Dataset rows:
____________

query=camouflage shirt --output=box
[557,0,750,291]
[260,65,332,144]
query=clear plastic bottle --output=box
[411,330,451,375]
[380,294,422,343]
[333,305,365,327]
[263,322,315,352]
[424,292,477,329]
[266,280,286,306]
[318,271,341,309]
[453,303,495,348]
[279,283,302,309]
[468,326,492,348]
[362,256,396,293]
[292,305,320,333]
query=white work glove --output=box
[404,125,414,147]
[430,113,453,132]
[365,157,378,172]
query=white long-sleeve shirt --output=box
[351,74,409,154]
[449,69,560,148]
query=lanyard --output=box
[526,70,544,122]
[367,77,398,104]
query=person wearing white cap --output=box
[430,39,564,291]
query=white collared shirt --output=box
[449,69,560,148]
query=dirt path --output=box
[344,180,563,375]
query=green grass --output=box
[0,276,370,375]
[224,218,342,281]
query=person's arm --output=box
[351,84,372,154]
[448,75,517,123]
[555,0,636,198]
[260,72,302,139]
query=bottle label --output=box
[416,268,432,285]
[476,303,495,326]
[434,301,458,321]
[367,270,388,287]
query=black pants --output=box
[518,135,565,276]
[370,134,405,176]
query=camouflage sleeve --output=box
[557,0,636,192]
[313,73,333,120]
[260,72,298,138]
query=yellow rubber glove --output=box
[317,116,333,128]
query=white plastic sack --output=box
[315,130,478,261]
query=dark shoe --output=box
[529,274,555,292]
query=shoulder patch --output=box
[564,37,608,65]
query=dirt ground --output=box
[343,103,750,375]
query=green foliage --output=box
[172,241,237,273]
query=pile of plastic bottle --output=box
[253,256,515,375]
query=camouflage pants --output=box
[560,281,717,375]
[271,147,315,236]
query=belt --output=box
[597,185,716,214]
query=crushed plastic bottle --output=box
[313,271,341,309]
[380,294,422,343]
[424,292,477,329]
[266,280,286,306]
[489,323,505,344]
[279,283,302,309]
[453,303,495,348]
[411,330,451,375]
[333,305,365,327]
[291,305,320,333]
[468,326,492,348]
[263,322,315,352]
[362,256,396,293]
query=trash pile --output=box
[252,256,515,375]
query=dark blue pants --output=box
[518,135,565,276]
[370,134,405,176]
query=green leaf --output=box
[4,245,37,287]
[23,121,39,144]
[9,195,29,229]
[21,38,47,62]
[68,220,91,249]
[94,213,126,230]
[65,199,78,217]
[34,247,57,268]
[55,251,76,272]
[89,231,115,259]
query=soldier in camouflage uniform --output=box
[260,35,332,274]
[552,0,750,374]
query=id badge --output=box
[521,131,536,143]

____________

Render the lines above as a numbered list without blank lines, starting with the line that contains "query=person's arm --output=box" and ending with the line that contains "[317,116,333,128]", both included.

Exercise solution:
1. query=person's arm --output=box
2. [351,84,372,154]
3. [448,75,517,123]
4. [555,0,636,198]
5. [260,72,302,139]
6. query=bottle label --output=box
7. [416,268,432,285]
8. [476,303,495,326]
9. [434,301,458,321]
10. [367,270,388,287]
11. query=black pants --output=box
12. [518,135,565,276]
13. [370,134,405,176]
14. query=camouflage sleeve --output=box
15. [557,0,636,192]
16. [313,73,333,120]
17. [260,72,298,138]
18. query=yellow rubber glove --output=box
19. [317,116,333,128]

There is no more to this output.